■ Problem details
Nothing in the records should change; write them all out again.

(Data supplied)

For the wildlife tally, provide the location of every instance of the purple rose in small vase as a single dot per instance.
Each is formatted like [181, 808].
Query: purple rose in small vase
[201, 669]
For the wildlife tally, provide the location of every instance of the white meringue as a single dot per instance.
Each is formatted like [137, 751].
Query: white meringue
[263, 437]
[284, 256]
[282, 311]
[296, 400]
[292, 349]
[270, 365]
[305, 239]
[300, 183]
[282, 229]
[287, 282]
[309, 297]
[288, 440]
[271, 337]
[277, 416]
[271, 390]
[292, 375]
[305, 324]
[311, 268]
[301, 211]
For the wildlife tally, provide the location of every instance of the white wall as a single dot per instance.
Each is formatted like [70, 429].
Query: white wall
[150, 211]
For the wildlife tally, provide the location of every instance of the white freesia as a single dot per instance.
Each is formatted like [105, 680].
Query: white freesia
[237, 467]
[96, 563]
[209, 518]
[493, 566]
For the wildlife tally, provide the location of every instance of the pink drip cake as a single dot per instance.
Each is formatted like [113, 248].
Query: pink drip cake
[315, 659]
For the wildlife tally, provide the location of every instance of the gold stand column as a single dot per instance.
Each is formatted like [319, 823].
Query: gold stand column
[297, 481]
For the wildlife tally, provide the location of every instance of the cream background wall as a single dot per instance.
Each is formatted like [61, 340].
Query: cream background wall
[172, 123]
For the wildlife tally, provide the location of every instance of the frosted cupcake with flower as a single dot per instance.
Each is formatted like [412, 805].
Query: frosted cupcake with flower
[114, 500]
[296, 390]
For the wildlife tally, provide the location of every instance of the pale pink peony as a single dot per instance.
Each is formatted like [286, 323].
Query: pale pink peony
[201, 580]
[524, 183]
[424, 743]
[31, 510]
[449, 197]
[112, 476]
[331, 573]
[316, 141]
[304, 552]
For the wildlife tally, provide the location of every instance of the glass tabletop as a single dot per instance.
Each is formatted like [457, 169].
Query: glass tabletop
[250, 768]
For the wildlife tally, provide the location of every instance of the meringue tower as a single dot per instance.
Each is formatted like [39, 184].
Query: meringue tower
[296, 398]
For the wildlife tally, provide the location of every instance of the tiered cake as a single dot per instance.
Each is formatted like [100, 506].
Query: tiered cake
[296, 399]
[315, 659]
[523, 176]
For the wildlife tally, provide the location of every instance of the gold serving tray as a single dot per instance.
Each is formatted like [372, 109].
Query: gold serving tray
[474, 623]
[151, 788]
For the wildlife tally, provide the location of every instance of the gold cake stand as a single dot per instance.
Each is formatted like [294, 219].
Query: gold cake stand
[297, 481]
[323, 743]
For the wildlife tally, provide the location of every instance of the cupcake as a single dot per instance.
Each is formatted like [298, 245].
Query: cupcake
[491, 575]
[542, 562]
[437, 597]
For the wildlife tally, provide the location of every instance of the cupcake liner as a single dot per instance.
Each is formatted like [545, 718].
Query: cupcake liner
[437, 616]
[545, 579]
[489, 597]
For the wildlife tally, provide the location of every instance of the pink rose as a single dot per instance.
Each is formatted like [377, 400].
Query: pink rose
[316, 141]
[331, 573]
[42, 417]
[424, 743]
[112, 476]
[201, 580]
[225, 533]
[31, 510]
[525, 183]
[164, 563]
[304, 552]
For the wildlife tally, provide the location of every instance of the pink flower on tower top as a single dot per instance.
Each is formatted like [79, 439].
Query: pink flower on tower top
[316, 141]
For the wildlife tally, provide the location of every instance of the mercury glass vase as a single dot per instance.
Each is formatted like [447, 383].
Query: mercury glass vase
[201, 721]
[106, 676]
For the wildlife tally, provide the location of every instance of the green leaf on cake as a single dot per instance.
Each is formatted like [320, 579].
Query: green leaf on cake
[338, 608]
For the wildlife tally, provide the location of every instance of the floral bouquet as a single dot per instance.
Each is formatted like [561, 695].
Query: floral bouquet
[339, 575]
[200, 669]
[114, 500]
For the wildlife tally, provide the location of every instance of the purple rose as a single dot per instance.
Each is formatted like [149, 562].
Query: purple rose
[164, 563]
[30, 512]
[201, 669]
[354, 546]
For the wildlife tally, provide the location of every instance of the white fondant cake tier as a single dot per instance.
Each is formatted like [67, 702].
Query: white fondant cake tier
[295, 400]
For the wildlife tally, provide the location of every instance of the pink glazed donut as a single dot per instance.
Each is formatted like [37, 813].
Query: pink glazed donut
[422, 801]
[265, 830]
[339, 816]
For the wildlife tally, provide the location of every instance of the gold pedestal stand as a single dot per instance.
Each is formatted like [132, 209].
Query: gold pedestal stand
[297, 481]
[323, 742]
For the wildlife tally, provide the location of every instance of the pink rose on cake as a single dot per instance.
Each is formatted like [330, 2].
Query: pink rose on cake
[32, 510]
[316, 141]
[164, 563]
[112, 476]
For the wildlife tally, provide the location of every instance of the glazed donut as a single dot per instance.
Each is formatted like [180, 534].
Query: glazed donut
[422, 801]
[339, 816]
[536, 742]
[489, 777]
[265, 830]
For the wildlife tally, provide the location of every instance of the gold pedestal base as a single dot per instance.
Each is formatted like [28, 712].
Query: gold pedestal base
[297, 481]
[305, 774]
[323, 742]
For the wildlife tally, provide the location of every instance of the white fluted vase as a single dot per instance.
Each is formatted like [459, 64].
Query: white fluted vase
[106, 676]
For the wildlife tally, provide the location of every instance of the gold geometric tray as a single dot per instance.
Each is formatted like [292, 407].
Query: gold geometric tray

(End Data supplied)

■ Answer to this task
For the wildlife tally, provide the location of every instance of the purple rose in small vase as a single dot per instance.
Each is formatted like [181, 808].
Query: purple rose in small vase
[201, 669]
For the wildlife tally, provide the location of every instance of the white meringue as a single dot per instance.
Each is formatted like [137, 751].
Query: white meringue
[263, 437]
[284, 256]
[282, 311]
[296, 400]
[292, 349]
[270, 365]
[305, 239]
[300, 183]
[282, 229]
[287, 282]
[309, 297]
[288, 440]
[271, 337]
[277, 416]
[271, 390]
[292, 375]
[305, 324]
[311, 268]
[301, 211]
For the wildlife tally, provide the location of every instance of the white wall as a single dot per instance.
Each is formatted like [70, 429].
Query: white wall
[150, 211]
For the wildlife tally, provide the location of every instance of the white freesia as a single dot per instance.
Each is formatted like [105, 680].
Query: white freesia
[237, 467]
[96, 563]
[209, 518]
[493, 566]
For the wildlife tally, provide the location of every instance of the pink drip cake as a single dot per instance.
Each is formatted like [113, 248].
Query: pink drip cake
[315, 659]
For the wildlife tally, provide the location of every instance of the gold stand column as a single dot per instance.
Each is formatted like [319, 823].
Query: gold stand column
[297, 481]
For the wildlife tally, provide the location of every instance of the cream background wall as a single dot per instance.
Each is formatted like [61, 340].
Query: cream background wall
[172, 123]
For the wildlife tally, provide the location of every instance of the frosted cupcake with flower as a single dot per instance.
Each is formatted like [412, 805].
Query: frosted cupcake with flower
[114, 500]
[296, 390]
For the wildlife tally, provide the location of every instance of the pale pink peony as a single dot per instance.
Each is formatted like [286, 323].
Query: pale pink peony
[201, 580]
[524, 183]
[424, 743]
[31, 510]
[449, 197]
[112, 476]
[331, 573]
[316, 141]
[304, 552]
For the wildlife tally, provide the location of every instance of the glass tabletop as a single dot per instance.
Each is formatted like [457, 169].
Query: glass tabletop
[250, 768]
For the wildlife tally, provide the location of every instance of the meringue tower as a single dot per instance.
Each is formatted like [39, 184].
Query: meringue tower
[296, 398]
For the wildlife tally, provide the location of every instance of the tiered cake as a single dot per instance.
Each is formatted like [100, 506].
Query: tiered cake
[296, 399]
[315, 659]
[523, 176]
For the wildlife tally, provide the location of every instance of the gold serving tray as a single dot per instance.
Each is formatted like [372, 109].
Query: gold serving tray
[474, 623]
[151, 788]
For the wildlife tally, provide the location of every instance of the gold cake stand as a single dot per instance.
Each is formatted like [294, 219].
Query: gold cake stand
[297, 481]
[323, 743]
For the wildlife tally, provide the location of every instance of the cupcake as a single dot per instance.
Each is formatted like [298, 245].
Query: cupcake
[491, 575]
[542, 562]
[437, 597]
For the wildlife tally, provide the location of every instance of the cupcake liner as a single dot per instance.
Each is formatted like [545, 718].
Query: cupcake liner
[437, 616]
[545, 579]
[489, 597]
For the wildlife tally, provide the location of every instance of the pink rose as a single dot per instance.
Each is formatted like [377, 400].
Query: pink rose
[316, 141]
[331, 573]
[42, 417]
[424, 743]
[112, 476]
[201, 580]
[225, 533]
[31, 510]
[525, 183]
[164, 563]
[304, 552]
For the wildlife tally, provide the location of every instance of the pink flower on tower top as a single dot per instance.
Each is formatted like [79, 439].
Query: pink flower on tower top
[316, 141]
For the wildlife tally, provide the location of every instance of the mercury glass vase as a single dot per instance.
Each is formatted like [447, 383].
Query: mercury glass vase
[201, 721]
[106, 676]
For the wildlife tally, provide the location of every instance of the green leaf on cake as a single dot per instance.
Each is formatted like [320, 579].
Query: green leaf on cake
[338, 608]
For the wildlife tally, provide the location of every instance of the floral bouquet as a single dot per instance.
Each is formatted like [561, 695].
Query: floral bouquet
[339, 575]
[200, 669]
[114, 500]
For the wildlife tally, provide the location of every instance of the purple rose as a single dot per instance.
Each is formatted like [149, 562].
Query: purple rose
[164, 563]
[30, 512]
[201, 669]
[354, 546]
For the wildlife tally, provide the location of every instance of the white fondant cake tier as a single dot per instance.
Each is formatted like [67, 702].
Query: white fondant cake tier
[295, 400]
For the wildlife tally, provide the location of every instance of the pink glazed donut as a single dot per instance.
Each is formatted like [37, 813].
Query: pink glazed donut
[422, 801]
[265, 830]
[339, 816]
For the wildlife tally, provide the location of every instance of the gold pedestal stand as a single dot per instance.
Each is formatted like [132, 209].
Query: gold pedestal stand
[297, 481]
[323, 742]
For the wildlife tally, provide the location of every instance of the pink rose on cake as a single dot per instance.
Each is formatted like [330, 2].
Query: pink rose on cake
[32, 510]
[316, 141]
[164, 563]
[112, 476]
For the wildlife tally, provide the location of every instance of the glazed donut as a single dot per instance.
Each is formatted like [180, 534].
Query: glazed donut
[422, 801]
[339, 816]
[536, 742]
[489, 777]
[265, 830]
For the wildlife tally, provide the location of every instance of the gold pedestal base as a single dot per instance.
Each is formatted like [28, 712].
Query: gold pedestal base
[297, 481]
[305, 774]
[323, 742]
For the wildlife tally, provide the location of every instance of the white fluted vase as a single dot per instance.
Each is formatted like [459, 64].
Query: white fluted vase
[106, 676]
For the wildlife tally, provide the location of every instance of the gold geometric tray as a single dot per instance.
Each is formatted like [292, 407].
Query: gold geometric tray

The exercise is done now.